# EXERCISE REQUIREMENTS
Search the data for the string "query", and report each line where it is found.

Records from a collection

───

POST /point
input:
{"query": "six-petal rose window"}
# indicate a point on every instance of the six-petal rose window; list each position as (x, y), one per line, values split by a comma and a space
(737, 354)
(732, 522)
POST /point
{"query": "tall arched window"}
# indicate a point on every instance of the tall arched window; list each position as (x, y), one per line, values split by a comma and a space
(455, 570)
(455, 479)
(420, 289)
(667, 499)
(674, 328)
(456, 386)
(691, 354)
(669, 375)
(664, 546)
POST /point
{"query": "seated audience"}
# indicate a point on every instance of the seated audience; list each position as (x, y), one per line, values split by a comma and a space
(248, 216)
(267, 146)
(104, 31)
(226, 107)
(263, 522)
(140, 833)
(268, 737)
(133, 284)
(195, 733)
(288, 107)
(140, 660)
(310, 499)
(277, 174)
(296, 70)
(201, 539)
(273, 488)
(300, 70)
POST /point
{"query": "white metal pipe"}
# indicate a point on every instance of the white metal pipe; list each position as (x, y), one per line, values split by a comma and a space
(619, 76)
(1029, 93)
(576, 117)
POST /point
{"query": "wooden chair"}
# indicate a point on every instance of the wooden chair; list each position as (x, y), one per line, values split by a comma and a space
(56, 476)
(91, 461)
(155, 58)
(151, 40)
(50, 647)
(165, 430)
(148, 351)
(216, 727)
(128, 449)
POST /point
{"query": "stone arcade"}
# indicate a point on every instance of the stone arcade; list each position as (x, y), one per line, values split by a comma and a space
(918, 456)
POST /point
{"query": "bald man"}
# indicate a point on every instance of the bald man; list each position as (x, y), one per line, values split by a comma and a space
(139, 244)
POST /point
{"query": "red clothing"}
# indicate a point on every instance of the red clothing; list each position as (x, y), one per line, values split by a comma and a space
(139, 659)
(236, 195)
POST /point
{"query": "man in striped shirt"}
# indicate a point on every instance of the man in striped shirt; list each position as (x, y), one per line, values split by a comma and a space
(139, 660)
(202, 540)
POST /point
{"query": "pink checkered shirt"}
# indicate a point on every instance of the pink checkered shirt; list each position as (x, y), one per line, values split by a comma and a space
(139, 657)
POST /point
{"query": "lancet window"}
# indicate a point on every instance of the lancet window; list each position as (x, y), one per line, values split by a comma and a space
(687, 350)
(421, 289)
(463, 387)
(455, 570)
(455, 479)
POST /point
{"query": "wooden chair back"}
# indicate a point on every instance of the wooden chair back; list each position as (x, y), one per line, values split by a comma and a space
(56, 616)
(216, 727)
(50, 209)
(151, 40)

───

# ANSWER SECTION
{"query": "six-petal rose window"}
{"query": "tall arched window"}
{"query": "seated audience"}
{"query": "white metal pipe"}
{"query": "wooden chair"}
{"query": "stone arcade"}
{"query": "bald man"}
{"query": "red clothing"}
{"query": "man in striped shirt"}
{"query": "pink checkered shirt"}
{"query": "lancet window"}
{"query": "wooden chair back"}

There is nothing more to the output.